_TEXT SEGMENT_.
--------

Performance aren't similar between mkl_sequential and mkl_parallel using a single thread ?

Should I use mkl_set_num_threads_local() in each thread, or can I set it in the main thread before the OMP section, and have the value affecting each thread ?
Interestingly mkl_set_num_threads() work fine for me !

Thanks a lot for your help,

Mathieu

Ying_H_Intel — Thu, 03 May 2018 08:12:21 GMT

Hi Mathieu,

>What does mean exactly, I cannot create a plan with another thread ? Memory is memory, no ? Or just I need to have a different plan for each thread, but I can create all of them in the main thread.

[Ying]Yes, it should be ok for your create a plan with another thread. Dmitry just want to emphasize each thread need his own plan.

>Performance aren't similar between mkl_sequential and mkl_parallel using a single thread ?

Should I use mkl_set_num_threads_local() in each thread, or can I set it in the main thread before the OMP section, and have the value affecting each thread ?

[Ying] the performance should be similar when 1 thread.

mkl_set_num_threads_local did the trick. it should be ok. No sure what number you setting, but please refer to mkl developer guide

CAUTION:
If your application is threaded with OpenMP* and parallelization of Intel MKL is based on nested
OpenMP parallelism, different OpenMP parallel regions reuse OpenMP threads. Therefore a thread-local
setting in one OpenMP parallel region may continue to affect not only the master thread after the
parallel region ends, but also subsequent parallel regions. To avoid performance implications of this
side effect, reset the thread-local number of threads before leaving the OpenMP parallel region (see
Examples for how to do it).

--------

_DATA SECTION_.

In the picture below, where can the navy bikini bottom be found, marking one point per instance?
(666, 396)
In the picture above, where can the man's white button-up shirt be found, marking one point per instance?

--------

_AIM 1_.
Which people are named in the MKL threading forum thread? List each one.
_AIM 2_.
In the MKL threading forum thread, what does the CAUTION note advise doing before leaving the OpenMP parallel region?
_AIM 3_.
Write the next part of the forum thread on MKL threading with OpenMP, picking up after its last sentence.

_EXERCISE ANSWER 1_.
Mathieu, Ying (Ying_H_Intel), Dmitry

_EXERCISE ANSWER 2_.
Reset the thread-local number of threads.

_EXERCISE ANSWER 3_.
This example shows how to avoid the side effect of a thread-local number of threads by reverting to the
global setting:
#include "omp.h"
#include "mkl.h"
…
mkl_set_num_threads(16);
my_compute_using_mkl(); // Intel MKL functions use up to 16 threads
#pragma omp parallel num_threads(2)
{
if (0 == omp_get_thread_num())
mkl_set_num_threads_local(4);
else
mkl_set_num_threads_local(12);
my_compute_using_mkl(); // Intel MKL functions use up to 4 threads on thread 0
// and up to 12 threads on thread 1
}
my_compute_using_mkl(); // Intel MKL functions use up to 4 threads (!)
mkl_set_num_threads_local( 0 ); // make master thread use global setting
my_compute_using_mkl(); // Intel MKL functions use up to 16 threads
This example shows how to avoid the side effect of a thread-local number of threads by saving and restoring
the existing setting:
#include "mkl.h"
void my_compute( int nt )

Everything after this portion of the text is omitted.